## Text passage:
_ _ _ _ _ _ _

Implement ADI OCR adapter, py.typed marker, .env.example OCR vars (T033)#33
Conversation
abac774 to
3df277b
Compare
|
@anmolg1997 , Please review this PR. |
anmolg1997
left a comment
There was a problem hiding this comment.
Approved — first real adapter and it sets a high bar. One robustness gap to close (poll deadline, below); fine to fold into this PR or land as an immediate follow-up commit, your call.
What I verified
Adapter implementation (iris_ocr_adi/client.py)

_ _ _ _ _ _ _

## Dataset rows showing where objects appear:
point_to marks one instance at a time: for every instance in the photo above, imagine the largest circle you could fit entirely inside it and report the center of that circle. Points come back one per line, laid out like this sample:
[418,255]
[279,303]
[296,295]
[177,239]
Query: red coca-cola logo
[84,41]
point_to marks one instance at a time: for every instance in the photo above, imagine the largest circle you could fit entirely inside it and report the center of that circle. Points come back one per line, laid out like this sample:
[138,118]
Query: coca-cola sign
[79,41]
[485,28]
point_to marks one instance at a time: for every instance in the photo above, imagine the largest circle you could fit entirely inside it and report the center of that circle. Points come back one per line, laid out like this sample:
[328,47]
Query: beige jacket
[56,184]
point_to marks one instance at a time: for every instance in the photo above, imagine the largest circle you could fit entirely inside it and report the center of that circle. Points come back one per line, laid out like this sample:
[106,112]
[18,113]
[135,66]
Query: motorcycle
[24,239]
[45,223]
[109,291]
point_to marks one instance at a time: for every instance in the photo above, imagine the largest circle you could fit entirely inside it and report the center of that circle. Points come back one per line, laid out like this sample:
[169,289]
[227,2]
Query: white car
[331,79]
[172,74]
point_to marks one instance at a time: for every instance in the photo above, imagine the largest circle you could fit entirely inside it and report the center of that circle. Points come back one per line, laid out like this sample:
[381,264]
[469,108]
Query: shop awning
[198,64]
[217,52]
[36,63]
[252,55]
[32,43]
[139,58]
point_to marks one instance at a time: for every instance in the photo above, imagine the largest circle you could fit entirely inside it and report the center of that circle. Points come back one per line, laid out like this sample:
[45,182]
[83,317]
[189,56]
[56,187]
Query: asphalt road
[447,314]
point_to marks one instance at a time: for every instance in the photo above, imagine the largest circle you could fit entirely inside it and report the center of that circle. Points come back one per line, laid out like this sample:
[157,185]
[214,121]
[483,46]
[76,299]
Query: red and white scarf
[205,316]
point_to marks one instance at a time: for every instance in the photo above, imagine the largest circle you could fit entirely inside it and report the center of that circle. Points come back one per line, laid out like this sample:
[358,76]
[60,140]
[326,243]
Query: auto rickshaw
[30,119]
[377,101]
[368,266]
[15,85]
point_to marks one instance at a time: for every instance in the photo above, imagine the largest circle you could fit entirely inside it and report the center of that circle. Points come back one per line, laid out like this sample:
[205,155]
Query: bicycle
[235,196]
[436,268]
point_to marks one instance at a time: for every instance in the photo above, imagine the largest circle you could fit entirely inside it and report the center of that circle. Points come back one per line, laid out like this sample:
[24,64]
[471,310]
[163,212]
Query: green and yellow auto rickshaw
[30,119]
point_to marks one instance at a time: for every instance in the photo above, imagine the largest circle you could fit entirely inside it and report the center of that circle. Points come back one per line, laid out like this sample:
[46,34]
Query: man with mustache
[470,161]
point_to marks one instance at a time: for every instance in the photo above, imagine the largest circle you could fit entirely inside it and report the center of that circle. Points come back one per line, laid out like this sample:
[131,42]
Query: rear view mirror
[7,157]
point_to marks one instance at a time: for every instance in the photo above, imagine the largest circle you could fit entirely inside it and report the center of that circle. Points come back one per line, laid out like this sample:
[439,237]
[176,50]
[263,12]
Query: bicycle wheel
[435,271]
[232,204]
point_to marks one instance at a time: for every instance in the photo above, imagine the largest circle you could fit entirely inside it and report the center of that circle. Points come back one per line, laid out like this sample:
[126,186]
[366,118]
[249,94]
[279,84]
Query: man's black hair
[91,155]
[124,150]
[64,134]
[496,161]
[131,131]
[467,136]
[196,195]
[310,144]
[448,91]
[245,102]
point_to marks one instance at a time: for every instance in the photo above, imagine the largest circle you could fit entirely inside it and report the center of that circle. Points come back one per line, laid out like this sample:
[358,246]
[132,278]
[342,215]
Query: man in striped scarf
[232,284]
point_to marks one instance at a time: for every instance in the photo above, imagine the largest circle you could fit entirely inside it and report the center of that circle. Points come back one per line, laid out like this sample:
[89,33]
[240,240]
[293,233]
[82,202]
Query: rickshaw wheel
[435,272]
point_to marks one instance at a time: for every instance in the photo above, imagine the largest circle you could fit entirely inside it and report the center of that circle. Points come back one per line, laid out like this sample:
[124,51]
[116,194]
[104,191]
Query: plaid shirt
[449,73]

_ _ _ _ _ _ _

## Problem 1:
Repeat the pull request discussion from "Approved — first" up to and including "Adapter implementation (iris_ocr_adi/client.py)", word for word.
## Problem 2:
Please show every line of the rows that contains the string "wheel", with case counting.

## Response 1:
Approved — first real adapter and it sets a high bar. One robustness gap to close (poll deadline, below); fine to fold into this PR or land as an immediate follow-up commit, your call.
What I verified
Adapter implementation (iris_ocr_adi/client.py)

## Response 2:
Query: bicycle wheel
Query: rickshaw wheel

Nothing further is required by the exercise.